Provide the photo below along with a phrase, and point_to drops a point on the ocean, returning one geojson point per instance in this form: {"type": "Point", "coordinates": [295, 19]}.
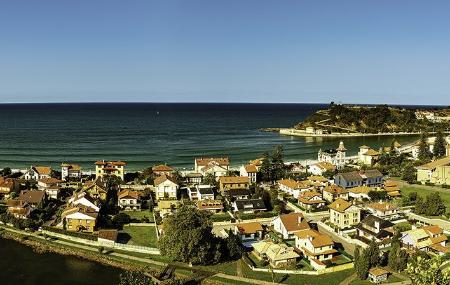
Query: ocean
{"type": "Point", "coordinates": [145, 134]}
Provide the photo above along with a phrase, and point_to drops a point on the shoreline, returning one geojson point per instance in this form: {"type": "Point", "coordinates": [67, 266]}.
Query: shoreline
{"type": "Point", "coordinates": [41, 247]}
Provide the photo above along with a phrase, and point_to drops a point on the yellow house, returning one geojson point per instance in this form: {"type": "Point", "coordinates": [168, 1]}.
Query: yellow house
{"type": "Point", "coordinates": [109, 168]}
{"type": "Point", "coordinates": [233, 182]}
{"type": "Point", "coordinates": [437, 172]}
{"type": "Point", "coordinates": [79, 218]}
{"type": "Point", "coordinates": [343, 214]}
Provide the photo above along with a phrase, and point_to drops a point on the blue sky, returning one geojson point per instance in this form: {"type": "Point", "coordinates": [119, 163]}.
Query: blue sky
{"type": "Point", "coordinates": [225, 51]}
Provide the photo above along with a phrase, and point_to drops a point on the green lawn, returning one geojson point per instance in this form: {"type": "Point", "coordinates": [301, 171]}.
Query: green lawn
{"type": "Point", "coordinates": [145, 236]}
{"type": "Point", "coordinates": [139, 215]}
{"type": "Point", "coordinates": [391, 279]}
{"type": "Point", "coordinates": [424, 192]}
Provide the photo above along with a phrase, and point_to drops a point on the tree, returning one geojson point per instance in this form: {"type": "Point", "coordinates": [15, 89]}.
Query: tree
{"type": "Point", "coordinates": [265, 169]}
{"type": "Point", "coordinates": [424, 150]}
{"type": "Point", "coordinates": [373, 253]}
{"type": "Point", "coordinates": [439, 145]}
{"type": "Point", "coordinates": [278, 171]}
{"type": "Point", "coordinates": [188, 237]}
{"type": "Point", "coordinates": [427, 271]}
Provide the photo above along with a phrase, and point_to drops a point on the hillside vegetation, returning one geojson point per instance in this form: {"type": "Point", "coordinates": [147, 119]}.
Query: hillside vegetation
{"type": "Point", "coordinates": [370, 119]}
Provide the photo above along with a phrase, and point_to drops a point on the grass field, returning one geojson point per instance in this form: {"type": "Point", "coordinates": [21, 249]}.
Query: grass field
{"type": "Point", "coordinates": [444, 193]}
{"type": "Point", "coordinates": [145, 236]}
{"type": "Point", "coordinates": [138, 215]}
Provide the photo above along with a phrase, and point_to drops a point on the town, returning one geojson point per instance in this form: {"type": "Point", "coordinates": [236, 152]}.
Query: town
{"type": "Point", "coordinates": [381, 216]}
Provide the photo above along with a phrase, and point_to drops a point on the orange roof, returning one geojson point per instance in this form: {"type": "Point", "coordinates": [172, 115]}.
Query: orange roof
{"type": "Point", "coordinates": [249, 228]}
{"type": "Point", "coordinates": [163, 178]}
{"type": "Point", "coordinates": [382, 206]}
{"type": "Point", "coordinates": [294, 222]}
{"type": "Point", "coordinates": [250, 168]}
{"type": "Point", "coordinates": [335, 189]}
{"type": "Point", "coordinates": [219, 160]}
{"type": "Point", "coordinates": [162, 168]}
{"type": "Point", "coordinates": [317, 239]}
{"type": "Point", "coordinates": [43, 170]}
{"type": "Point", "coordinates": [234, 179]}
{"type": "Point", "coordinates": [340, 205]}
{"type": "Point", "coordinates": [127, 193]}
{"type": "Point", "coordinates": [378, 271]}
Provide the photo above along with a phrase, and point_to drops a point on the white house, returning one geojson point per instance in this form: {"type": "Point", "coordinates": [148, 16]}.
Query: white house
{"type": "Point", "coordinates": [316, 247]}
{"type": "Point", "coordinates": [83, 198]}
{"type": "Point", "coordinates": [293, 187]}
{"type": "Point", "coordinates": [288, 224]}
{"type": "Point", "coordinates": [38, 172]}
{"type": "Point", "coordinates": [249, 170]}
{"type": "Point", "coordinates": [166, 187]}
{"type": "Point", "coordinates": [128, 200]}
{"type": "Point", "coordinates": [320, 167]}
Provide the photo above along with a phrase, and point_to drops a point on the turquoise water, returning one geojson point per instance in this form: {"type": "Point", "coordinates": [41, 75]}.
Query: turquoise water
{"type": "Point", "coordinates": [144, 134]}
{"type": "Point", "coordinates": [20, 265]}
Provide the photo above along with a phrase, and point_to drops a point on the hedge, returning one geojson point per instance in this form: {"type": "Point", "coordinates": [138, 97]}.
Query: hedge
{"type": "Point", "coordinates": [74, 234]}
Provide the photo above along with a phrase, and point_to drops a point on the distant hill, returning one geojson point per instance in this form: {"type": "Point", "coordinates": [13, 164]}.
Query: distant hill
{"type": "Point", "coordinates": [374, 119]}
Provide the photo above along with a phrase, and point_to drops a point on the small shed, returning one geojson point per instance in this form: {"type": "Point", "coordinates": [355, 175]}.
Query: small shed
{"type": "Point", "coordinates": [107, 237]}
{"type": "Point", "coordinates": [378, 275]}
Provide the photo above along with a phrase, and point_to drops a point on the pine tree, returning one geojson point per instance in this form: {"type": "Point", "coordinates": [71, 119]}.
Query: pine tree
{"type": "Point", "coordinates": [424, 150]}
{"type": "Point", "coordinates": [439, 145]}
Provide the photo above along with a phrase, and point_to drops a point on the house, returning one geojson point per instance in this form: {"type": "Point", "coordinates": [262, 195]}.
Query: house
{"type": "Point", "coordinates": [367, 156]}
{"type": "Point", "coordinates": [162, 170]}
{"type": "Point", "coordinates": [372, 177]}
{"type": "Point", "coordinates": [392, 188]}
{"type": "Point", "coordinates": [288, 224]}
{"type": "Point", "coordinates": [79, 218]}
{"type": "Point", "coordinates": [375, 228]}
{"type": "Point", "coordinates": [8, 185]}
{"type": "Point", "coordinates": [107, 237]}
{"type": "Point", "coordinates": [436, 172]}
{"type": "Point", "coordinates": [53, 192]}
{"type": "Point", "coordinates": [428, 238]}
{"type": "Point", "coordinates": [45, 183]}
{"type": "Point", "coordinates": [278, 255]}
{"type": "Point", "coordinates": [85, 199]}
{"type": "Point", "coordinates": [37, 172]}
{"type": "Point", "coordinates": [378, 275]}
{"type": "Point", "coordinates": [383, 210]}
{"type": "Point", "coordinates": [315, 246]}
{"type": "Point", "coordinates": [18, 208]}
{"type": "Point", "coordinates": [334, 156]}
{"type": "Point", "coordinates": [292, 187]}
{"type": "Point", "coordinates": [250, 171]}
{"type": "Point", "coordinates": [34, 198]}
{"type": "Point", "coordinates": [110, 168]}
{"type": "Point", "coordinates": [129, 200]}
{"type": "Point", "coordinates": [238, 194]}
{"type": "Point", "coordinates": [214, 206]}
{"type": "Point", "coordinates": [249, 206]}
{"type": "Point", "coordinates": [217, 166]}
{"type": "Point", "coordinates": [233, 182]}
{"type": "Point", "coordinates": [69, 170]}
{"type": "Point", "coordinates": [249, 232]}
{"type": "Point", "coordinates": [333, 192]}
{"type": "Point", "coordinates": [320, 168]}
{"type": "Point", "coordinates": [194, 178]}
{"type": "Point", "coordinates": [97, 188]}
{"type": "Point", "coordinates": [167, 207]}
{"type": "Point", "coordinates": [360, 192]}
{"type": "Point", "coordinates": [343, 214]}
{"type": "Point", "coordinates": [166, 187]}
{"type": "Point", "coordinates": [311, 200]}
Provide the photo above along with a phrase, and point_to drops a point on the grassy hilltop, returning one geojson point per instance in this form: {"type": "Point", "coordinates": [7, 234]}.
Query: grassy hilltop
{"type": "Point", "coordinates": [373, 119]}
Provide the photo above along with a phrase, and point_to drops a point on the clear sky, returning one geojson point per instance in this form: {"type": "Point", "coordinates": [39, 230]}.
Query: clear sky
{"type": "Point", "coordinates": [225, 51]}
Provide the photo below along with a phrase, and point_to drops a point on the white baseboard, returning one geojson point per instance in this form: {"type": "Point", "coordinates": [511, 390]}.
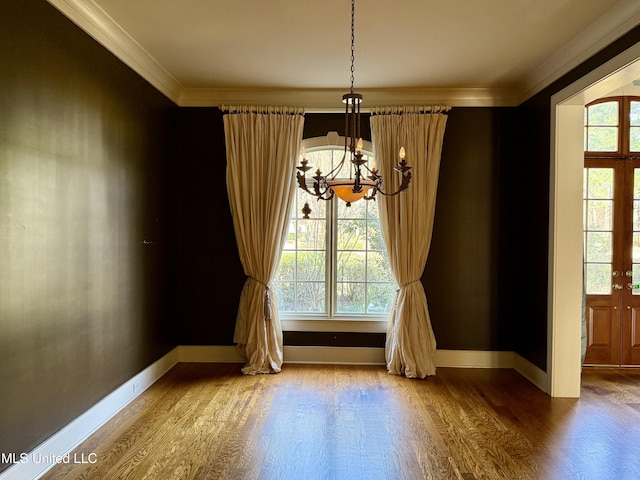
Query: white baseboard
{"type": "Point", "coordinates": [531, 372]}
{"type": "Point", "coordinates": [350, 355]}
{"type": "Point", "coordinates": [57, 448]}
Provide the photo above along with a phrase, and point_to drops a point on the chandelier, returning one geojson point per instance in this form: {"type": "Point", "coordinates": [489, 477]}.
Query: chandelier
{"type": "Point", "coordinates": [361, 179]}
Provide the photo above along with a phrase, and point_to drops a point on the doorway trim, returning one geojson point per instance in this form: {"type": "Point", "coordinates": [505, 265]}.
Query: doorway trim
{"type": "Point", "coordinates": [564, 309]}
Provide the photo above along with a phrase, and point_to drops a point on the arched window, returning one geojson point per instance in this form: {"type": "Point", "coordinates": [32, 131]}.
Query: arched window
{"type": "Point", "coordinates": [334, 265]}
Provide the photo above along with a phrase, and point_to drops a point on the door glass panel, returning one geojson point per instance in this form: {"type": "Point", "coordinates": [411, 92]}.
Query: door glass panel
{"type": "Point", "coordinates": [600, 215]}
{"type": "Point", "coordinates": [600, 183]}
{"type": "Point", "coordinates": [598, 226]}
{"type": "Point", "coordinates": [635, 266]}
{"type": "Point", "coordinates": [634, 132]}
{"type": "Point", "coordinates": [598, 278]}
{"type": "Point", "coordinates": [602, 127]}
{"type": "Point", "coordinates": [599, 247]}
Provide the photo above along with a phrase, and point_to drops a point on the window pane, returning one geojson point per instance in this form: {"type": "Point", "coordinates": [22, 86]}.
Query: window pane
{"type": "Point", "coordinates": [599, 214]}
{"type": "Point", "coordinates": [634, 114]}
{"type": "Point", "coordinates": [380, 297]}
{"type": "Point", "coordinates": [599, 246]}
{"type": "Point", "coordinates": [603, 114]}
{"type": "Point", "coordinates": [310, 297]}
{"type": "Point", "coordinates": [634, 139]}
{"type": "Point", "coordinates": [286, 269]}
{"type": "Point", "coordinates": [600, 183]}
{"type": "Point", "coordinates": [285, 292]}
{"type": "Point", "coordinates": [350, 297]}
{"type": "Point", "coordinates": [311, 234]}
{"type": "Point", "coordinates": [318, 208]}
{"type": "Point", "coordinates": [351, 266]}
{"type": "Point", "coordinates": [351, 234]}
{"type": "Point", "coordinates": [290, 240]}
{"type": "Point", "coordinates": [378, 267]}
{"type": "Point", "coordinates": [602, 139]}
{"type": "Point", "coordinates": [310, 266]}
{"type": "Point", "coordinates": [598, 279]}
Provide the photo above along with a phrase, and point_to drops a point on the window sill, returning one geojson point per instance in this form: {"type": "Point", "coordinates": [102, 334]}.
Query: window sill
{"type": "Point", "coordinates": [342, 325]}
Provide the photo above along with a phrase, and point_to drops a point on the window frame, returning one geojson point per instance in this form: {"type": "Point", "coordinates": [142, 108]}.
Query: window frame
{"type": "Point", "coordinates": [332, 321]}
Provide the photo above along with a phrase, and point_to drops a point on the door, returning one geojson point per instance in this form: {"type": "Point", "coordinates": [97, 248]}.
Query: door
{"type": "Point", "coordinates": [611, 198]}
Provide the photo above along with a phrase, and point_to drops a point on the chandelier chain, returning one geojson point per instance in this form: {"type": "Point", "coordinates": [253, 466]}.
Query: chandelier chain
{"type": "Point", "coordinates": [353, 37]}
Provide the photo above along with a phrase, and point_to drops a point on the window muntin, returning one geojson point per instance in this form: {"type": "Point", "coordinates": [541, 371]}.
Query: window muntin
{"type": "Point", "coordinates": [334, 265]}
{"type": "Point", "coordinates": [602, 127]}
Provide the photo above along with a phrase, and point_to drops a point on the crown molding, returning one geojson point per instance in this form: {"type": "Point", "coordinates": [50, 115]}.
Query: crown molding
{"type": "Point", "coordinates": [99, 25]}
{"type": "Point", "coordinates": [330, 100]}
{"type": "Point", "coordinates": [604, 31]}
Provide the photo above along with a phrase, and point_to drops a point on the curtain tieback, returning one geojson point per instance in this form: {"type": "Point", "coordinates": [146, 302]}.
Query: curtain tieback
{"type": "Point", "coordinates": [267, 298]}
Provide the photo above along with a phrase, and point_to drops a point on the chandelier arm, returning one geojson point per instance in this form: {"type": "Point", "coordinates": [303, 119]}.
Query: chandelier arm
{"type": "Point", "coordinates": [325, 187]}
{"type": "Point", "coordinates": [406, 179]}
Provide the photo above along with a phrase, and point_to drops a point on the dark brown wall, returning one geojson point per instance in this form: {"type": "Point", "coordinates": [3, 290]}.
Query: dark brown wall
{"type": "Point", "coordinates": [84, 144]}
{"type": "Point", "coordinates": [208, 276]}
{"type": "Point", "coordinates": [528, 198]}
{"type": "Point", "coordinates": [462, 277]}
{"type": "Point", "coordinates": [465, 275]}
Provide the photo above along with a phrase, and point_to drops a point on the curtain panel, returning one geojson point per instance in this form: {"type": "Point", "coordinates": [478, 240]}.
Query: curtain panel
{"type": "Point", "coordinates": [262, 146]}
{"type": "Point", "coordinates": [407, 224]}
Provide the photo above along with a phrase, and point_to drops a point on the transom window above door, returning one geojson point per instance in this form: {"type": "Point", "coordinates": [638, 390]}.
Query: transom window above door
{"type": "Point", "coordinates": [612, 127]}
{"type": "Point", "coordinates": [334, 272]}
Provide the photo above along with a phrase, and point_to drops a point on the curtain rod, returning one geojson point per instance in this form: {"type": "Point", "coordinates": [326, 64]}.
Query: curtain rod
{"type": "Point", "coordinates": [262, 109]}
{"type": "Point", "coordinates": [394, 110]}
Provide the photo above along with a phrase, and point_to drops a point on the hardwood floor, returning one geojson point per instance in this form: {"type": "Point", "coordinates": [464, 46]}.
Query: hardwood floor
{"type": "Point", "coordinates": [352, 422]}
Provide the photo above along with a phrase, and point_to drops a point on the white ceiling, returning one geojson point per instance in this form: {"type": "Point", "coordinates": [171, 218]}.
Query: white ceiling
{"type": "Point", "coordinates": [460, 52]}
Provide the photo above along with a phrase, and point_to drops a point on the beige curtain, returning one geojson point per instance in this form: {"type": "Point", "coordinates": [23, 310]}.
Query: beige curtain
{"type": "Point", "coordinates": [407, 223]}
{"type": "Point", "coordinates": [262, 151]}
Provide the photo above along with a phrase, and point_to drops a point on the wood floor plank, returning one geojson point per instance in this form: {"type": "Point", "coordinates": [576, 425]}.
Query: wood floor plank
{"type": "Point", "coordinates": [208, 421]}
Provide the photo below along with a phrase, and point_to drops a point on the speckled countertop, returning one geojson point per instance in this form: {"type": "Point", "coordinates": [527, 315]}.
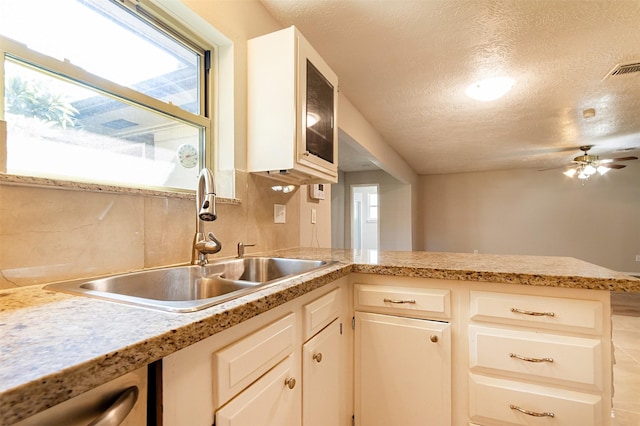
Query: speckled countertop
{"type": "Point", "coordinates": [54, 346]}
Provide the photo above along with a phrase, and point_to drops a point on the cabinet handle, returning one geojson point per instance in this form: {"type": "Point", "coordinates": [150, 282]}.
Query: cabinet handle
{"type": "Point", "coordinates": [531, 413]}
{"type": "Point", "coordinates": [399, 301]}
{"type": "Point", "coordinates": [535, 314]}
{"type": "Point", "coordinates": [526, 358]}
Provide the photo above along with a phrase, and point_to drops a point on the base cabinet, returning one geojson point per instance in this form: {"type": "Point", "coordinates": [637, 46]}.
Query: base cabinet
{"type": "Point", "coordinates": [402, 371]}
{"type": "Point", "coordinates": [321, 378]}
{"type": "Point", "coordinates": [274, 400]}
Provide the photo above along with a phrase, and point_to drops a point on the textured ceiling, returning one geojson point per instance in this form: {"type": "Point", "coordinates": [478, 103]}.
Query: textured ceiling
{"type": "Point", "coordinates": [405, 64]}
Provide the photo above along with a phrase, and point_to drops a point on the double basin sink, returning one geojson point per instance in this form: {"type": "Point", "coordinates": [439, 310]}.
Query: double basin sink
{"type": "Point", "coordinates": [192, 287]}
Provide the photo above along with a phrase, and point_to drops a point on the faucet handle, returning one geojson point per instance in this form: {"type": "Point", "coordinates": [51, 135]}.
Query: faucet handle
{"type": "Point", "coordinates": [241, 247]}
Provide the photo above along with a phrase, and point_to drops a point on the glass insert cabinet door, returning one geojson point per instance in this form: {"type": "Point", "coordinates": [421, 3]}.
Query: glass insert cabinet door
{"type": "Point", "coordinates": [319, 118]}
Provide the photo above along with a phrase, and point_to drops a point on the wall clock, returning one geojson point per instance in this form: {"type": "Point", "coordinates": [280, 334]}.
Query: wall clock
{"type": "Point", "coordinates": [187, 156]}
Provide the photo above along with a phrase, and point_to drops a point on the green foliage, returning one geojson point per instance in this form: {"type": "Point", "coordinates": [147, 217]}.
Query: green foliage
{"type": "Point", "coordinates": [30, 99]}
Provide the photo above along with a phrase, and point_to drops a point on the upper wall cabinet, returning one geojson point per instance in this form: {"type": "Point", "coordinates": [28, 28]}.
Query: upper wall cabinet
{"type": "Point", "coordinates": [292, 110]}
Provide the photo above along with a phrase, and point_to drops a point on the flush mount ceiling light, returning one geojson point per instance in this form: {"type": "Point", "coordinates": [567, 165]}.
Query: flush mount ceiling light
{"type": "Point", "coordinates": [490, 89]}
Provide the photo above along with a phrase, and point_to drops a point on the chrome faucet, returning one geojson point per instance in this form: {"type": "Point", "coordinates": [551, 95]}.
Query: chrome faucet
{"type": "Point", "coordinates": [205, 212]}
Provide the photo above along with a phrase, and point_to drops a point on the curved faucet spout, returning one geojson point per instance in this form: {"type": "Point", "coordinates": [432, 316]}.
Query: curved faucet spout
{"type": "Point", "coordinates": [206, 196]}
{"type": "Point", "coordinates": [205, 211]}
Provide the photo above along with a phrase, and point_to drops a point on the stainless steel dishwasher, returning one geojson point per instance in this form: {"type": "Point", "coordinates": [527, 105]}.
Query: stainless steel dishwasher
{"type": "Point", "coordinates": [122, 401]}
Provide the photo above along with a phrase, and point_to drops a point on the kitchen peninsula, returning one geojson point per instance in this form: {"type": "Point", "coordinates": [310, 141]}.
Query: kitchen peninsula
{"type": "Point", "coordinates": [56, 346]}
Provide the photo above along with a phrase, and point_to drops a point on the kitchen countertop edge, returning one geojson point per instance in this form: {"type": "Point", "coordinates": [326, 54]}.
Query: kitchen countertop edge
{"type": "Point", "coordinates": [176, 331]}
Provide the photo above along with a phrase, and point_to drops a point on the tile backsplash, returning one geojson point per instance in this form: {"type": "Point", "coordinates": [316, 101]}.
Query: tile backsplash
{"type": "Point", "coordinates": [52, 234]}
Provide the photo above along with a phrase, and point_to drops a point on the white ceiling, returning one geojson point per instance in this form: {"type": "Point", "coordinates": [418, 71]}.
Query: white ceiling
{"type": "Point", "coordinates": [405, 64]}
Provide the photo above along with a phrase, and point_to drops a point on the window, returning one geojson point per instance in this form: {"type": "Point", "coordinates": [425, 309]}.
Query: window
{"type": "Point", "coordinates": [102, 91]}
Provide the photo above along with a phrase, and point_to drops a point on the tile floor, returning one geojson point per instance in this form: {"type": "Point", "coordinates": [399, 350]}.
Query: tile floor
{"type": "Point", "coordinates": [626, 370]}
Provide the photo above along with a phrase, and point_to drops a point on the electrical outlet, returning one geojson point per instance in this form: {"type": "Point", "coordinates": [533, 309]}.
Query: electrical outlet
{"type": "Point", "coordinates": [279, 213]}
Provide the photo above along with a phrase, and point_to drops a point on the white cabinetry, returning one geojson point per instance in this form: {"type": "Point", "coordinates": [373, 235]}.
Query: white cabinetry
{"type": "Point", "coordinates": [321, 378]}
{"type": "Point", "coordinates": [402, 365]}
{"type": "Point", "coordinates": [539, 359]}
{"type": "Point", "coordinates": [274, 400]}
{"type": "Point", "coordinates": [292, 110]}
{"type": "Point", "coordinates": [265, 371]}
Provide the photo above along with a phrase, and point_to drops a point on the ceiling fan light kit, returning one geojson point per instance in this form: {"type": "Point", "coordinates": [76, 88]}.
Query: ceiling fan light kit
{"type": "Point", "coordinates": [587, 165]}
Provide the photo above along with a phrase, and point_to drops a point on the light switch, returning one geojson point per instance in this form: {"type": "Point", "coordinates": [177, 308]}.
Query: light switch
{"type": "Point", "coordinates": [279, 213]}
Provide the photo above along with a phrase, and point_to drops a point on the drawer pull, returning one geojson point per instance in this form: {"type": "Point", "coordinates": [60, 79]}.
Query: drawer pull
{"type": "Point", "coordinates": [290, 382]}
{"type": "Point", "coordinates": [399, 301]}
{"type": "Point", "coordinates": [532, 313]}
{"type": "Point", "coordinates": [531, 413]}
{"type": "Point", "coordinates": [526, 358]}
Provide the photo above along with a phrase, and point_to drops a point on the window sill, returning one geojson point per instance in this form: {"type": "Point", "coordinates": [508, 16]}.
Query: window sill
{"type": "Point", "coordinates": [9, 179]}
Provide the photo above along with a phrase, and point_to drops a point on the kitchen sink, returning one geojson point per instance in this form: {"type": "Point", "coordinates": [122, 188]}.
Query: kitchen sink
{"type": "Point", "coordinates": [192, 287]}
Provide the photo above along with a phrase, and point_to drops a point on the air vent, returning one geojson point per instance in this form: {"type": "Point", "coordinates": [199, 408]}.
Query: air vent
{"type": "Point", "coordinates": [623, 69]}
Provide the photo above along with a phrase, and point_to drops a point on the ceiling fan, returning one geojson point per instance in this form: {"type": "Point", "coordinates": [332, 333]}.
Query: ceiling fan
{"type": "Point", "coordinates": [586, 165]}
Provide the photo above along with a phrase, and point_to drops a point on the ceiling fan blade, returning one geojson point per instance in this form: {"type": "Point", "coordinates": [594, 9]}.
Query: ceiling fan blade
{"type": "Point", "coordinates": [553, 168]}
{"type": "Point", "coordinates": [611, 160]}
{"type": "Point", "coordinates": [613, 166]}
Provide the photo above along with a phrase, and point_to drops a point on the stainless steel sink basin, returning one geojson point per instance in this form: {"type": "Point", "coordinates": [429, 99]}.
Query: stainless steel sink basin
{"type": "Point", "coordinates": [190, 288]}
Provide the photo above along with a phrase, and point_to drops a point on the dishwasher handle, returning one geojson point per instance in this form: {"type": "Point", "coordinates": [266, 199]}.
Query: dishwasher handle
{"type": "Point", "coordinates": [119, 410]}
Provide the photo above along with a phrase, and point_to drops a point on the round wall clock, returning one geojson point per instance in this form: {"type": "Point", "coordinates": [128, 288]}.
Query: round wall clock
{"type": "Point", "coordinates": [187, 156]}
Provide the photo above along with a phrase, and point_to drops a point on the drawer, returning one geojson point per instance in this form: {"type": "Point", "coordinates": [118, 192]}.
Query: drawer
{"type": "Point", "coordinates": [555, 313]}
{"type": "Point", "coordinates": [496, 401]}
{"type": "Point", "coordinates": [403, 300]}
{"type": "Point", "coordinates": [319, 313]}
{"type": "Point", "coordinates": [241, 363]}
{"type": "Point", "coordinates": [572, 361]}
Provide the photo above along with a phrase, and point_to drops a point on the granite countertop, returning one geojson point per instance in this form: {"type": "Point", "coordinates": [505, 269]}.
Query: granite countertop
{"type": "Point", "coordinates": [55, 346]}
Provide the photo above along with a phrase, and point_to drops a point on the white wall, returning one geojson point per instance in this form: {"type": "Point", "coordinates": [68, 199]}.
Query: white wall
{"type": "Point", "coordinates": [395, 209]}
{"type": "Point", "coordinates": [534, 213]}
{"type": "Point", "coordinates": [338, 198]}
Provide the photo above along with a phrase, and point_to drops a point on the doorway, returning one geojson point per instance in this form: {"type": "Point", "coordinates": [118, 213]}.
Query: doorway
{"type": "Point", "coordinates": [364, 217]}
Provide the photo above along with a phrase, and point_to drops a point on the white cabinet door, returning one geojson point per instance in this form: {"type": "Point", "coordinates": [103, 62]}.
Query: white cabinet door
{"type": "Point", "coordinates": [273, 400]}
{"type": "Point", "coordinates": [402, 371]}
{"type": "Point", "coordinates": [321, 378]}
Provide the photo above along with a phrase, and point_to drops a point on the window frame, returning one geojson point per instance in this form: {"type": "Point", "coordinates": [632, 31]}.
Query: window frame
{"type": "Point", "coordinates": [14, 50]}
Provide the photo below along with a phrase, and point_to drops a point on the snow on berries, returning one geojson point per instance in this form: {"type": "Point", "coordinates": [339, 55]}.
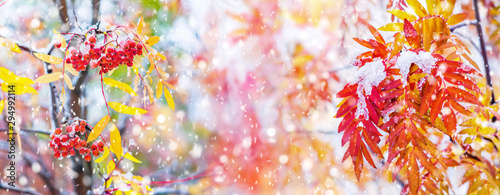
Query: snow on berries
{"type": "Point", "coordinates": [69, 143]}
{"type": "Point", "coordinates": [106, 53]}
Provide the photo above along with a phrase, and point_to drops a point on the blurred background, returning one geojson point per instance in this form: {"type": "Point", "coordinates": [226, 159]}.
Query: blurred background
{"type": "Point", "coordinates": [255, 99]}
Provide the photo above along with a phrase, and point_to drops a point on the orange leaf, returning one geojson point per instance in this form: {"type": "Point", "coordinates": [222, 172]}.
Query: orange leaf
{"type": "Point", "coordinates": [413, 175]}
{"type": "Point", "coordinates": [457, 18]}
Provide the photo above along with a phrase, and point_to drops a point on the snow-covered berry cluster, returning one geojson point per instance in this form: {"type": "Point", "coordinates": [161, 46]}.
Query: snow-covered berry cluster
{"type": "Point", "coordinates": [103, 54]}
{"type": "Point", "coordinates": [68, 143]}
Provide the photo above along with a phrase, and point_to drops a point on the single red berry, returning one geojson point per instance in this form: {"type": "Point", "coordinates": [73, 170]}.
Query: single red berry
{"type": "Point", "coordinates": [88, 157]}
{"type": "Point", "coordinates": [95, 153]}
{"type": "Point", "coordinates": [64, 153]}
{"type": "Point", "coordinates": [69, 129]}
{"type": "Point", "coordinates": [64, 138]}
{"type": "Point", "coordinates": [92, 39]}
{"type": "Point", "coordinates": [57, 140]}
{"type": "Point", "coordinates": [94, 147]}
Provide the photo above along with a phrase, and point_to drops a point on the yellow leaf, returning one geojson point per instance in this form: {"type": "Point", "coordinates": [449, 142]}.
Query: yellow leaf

________________

• _WHAT THE EXERCISE ASKS_
How many lines above contain the word "below"? Answer with the number alone.

• _SOLUTION FOR THIS PROBLEM_
4